_DO THIS_
Everything from the line containing "If you would be so kind as to spot the race" to the final line of the records below should be given again exactly, and nothing else.

#### GIVEN RECORDS ####

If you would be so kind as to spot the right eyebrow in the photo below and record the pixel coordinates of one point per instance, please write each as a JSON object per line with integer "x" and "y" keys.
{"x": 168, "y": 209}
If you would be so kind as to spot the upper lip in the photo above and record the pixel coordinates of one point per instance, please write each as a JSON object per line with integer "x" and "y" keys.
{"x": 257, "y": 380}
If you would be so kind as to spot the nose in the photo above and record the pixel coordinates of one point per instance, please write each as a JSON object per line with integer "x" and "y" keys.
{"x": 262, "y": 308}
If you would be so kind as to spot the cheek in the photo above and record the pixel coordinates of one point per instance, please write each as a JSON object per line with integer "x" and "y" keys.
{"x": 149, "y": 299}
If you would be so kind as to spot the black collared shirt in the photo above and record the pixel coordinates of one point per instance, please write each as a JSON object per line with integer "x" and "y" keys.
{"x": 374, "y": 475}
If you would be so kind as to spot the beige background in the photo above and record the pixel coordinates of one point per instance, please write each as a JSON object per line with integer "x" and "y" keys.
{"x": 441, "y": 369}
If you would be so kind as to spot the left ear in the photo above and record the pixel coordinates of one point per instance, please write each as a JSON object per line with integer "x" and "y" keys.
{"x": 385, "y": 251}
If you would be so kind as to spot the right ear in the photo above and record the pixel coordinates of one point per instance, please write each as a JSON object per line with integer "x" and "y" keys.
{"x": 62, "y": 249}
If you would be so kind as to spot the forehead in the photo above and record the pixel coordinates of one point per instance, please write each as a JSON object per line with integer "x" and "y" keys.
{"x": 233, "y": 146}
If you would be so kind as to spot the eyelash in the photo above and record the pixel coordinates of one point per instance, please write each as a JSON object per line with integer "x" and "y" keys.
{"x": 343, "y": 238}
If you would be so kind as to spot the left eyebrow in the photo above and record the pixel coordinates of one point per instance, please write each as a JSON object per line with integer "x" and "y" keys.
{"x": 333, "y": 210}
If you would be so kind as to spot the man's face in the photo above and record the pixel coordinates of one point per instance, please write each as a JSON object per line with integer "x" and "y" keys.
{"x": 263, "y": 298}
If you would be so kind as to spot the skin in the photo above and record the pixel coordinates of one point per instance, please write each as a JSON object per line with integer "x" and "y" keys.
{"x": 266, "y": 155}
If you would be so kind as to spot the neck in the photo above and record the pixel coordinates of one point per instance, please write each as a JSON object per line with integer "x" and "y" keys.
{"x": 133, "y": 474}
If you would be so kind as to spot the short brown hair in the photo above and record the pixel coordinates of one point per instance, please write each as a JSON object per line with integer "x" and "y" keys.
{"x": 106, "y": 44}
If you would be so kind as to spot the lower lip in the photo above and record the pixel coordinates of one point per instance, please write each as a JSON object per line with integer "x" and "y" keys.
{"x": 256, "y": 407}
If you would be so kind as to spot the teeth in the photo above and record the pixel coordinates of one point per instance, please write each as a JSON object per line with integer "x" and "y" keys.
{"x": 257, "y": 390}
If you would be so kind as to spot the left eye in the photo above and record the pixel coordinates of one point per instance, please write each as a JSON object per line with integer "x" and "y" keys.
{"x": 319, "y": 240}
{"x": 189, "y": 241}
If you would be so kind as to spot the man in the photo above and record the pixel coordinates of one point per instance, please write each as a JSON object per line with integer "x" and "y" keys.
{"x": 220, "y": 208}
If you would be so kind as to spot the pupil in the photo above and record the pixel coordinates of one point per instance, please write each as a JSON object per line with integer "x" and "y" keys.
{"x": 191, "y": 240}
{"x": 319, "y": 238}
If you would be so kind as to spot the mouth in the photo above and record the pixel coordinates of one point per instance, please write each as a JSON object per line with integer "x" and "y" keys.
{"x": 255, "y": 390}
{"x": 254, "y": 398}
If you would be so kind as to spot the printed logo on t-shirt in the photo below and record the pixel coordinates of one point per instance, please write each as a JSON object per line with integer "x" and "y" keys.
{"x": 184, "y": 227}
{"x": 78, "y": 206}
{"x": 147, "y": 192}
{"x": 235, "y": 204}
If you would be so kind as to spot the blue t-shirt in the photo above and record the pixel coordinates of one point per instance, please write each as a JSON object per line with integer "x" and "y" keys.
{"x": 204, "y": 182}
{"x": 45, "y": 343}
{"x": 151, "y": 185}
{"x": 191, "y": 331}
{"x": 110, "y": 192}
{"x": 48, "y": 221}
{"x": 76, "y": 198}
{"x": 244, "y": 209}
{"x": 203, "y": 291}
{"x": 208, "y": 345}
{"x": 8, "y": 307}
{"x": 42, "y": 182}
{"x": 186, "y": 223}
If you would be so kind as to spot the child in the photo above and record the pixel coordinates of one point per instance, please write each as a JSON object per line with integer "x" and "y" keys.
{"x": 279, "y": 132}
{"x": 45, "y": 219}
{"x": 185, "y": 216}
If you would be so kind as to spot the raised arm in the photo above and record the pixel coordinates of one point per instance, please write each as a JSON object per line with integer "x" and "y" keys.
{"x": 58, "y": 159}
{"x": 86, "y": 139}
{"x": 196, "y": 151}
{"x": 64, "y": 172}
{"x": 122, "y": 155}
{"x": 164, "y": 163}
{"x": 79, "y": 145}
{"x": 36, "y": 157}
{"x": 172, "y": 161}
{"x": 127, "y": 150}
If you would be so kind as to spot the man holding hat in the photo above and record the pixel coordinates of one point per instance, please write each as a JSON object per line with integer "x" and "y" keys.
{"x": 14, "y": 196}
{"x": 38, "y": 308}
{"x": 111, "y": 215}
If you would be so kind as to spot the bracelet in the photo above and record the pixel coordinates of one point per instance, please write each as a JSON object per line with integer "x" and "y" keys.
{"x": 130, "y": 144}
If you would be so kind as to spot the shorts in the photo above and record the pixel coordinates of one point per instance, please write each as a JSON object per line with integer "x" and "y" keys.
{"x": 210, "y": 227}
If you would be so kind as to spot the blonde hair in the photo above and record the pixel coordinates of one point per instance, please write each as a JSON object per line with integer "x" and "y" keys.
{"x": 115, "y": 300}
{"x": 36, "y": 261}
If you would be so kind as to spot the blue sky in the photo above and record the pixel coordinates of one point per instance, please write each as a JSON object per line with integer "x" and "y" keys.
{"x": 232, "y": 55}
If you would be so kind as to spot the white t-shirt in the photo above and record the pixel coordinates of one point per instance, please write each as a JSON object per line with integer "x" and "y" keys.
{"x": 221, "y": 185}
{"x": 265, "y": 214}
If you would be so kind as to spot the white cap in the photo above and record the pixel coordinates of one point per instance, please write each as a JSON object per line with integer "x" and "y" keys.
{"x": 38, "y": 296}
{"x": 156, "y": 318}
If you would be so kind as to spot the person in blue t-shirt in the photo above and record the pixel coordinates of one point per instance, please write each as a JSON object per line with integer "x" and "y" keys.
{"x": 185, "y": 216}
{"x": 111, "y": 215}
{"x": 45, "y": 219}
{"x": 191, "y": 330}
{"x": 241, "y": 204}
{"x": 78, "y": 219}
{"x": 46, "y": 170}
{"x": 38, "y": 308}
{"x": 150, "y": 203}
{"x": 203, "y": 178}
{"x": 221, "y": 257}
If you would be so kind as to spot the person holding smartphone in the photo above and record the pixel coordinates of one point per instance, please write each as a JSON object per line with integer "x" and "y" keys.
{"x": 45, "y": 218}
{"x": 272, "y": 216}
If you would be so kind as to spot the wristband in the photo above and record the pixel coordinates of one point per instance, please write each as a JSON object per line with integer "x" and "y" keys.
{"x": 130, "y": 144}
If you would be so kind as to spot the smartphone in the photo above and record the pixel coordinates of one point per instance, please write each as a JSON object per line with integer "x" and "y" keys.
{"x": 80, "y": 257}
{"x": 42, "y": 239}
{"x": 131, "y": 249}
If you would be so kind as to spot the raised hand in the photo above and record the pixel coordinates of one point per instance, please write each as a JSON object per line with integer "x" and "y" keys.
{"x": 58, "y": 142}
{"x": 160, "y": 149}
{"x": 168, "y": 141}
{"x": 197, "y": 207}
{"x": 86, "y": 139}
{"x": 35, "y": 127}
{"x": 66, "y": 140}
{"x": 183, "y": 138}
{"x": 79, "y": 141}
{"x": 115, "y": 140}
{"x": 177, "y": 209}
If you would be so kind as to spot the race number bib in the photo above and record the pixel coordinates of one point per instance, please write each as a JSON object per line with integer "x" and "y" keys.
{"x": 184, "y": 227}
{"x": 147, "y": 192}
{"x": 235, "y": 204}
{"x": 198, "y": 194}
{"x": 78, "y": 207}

####

_COMPLETE OUTPUT_
If you would be so kind as to spot the race number bib in the photo above and record the pixel coordinates of one point per instance, please write each as a JSON object per line with integer "x" and "y" keys.
{"x": 184, "y": 227}
{"x": 147, "y": 192}
{"x": 235, "y": 204}
{"x": 198, "y": 194}
{"x": 78, "y": 207}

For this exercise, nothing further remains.